[Start DATASET CONTENT]

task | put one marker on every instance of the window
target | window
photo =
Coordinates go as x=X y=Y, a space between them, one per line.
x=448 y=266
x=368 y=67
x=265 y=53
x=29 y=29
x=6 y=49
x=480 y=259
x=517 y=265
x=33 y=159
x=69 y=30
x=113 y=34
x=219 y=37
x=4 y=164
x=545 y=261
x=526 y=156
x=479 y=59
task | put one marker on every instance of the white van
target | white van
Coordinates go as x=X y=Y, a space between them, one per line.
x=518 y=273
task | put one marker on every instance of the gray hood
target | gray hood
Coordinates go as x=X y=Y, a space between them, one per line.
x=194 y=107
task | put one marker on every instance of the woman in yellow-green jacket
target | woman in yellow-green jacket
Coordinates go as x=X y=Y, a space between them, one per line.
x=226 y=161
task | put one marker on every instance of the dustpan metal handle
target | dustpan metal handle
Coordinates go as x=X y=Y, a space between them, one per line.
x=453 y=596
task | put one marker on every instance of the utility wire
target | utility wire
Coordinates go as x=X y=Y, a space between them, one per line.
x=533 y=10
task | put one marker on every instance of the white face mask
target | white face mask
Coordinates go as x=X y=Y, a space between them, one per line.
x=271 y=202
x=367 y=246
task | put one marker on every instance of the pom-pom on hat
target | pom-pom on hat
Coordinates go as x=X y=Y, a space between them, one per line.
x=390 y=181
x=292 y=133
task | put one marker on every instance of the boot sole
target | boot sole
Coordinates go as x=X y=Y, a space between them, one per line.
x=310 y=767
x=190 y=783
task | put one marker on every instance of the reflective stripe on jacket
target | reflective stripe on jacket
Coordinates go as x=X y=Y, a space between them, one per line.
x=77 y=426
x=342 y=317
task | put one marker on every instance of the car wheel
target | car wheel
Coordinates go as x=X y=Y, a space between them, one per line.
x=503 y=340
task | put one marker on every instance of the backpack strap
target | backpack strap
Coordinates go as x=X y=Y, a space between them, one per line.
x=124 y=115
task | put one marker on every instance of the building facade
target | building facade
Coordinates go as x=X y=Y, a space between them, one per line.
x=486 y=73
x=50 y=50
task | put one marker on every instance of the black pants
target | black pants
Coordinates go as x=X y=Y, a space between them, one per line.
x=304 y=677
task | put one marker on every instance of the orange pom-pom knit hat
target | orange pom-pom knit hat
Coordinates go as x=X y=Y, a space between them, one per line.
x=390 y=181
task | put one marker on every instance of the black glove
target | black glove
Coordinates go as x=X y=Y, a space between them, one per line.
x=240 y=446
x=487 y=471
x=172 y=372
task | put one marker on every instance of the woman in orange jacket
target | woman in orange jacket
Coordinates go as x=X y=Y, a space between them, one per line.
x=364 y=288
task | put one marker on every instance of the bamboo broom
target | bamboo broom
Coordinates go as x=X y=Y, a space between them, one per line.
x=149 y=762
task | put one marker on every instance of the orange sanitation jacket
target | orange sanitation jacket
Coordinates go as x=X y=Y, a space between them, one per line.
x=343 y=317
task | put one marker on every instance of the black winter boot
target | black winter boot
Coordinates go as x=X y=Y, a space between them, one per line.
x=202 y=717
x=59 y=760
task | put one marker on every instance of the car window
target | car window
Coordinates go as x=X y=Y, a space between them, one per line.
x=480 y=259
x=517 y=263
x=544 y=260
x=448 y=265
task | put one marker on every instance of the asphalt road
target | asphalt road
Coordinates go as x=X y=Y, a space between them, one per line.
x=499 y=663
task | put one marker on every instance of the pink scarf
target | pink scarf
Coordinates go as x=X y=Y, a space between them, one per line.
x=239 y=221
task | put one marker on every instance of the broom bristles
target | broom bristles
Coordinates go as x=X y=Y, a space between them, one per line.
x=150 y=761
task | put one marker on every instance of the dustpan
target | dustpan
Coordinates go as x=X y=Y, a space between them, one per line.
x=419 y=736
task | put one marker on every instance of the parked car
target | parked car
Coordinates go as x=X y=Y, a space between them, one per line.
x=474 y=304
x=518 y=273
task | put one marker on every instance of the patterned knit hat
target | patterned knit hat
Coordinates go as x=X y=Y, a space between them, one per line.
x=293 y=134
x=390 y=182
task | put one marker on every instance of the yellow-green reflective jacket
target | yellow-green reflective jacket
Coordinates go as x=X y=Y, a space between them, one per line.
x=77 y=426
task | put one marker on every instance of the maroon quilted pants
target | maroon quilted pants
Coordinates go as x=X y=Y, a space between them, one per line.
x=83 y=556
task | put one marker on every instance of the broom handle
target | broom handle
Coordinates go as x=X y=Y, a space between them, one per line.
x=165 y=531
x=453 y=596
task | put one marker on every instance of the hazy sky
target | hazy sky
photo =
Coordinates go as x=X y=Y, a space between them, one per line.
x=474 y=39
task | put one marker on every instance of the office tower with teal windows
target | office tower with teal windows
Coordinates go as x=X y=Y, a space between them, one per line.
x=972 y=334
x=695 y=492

[End DATASET CONTENT]

WRITTEN PROBLEM: Copy out the stretch of the data above from the line containing "task | put one marker on every instance of the asphalt" through the line containing "x=239 y=221", reproducing each line verbatim.

SOLUTION TO THIS EXERCISE:
task | put one marker on every instance of the asphalt road
target | asphalt road
Coordinates go as x=X y=Y, a space between them, one per line.
x=499 y=663
task | put one marker on every instance of the pink scarf
target | pink scarf
Coordinates go as x=X y=Y, a space between them, one per line.
x=239 y=221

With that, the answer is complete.